**ZU BEARBEITENDES MATERIAL**
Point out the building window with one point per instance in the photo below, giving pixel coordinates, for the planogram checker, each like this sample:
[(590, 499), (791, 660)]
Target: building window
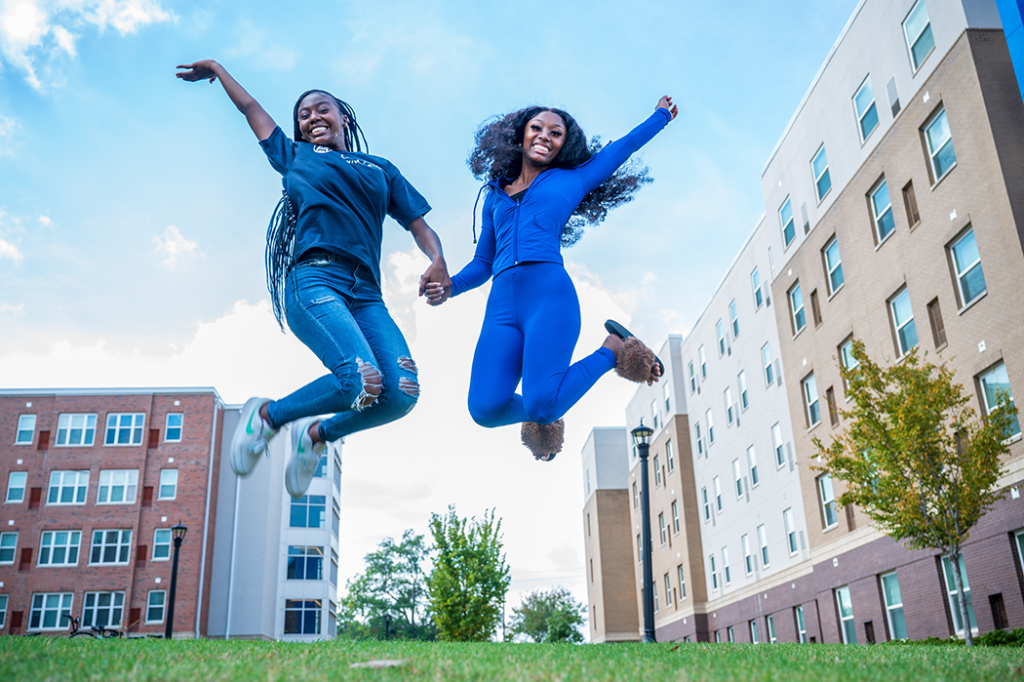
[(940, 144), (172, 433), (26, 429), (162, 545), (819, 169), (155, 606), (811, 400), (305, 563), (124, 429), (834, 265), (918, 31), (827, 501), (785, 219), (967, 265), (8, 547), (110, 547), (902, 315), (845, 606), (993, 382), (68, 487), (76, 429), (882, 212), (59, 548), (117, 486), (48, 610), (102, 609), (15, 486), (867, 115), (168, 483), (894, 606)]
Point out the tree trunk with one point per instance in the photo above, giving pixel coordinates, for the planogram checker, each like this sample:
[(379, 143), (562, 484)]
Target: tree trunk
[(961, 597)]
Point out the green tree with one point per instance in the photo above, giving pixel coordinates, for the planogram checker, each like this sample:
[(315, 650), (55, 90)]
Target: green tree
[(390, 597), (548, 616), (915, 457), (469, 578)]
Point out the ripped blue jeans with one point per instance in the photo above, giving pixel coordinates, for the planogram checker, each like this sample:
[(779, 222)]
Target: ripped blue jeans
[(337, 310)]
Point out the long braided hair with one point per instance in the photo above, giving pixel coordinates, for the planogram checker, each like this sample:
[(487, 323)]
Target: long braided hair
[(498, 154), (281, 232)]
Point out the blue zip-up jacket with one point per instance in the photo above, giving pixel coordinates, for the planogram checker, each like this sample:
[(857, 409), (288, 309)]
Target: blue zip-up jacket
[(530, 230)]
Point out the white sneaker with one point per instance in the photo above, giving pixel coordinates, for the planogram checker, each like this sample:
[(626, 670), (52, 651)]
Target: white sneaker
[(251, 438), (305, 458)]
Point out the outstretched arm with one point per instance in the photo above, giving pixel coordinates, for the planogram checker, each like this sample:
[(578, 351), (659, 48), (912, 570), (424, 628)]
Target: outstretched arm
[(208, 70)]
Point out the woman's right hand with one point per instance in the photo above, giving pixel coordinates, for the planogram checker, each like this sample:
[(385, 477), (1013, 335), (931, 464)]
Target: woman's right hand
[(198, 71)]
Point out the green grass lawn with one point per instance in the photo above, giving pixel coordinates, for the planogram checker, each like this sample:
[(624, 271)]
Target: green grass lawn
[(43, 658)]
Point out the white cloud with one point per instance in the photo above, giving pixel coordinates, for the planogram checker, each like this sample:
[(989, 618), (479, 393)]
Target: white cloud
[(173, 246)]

**AUFGABENBESCHREIBUNG**
Schreibe aus dem Material oben den Abschnitt Zeile für Zeile unverändert ab, der mit der Zeile beginnt, die „Point out the long“ enthält, und mit der Zeile endet, die „[(498, 154), (281, 232)]“ enthält. Beide Randzeilen gehören dazu.

**ANTWORT ZUR AUFGABE**
Point out the long braided hair with one point per instance in the photo above, giving pixel coordinates, for the planogram checker, each like this sample:
[(487, 323)]
Target: long braided hair
[(498, 154), (281, 232)]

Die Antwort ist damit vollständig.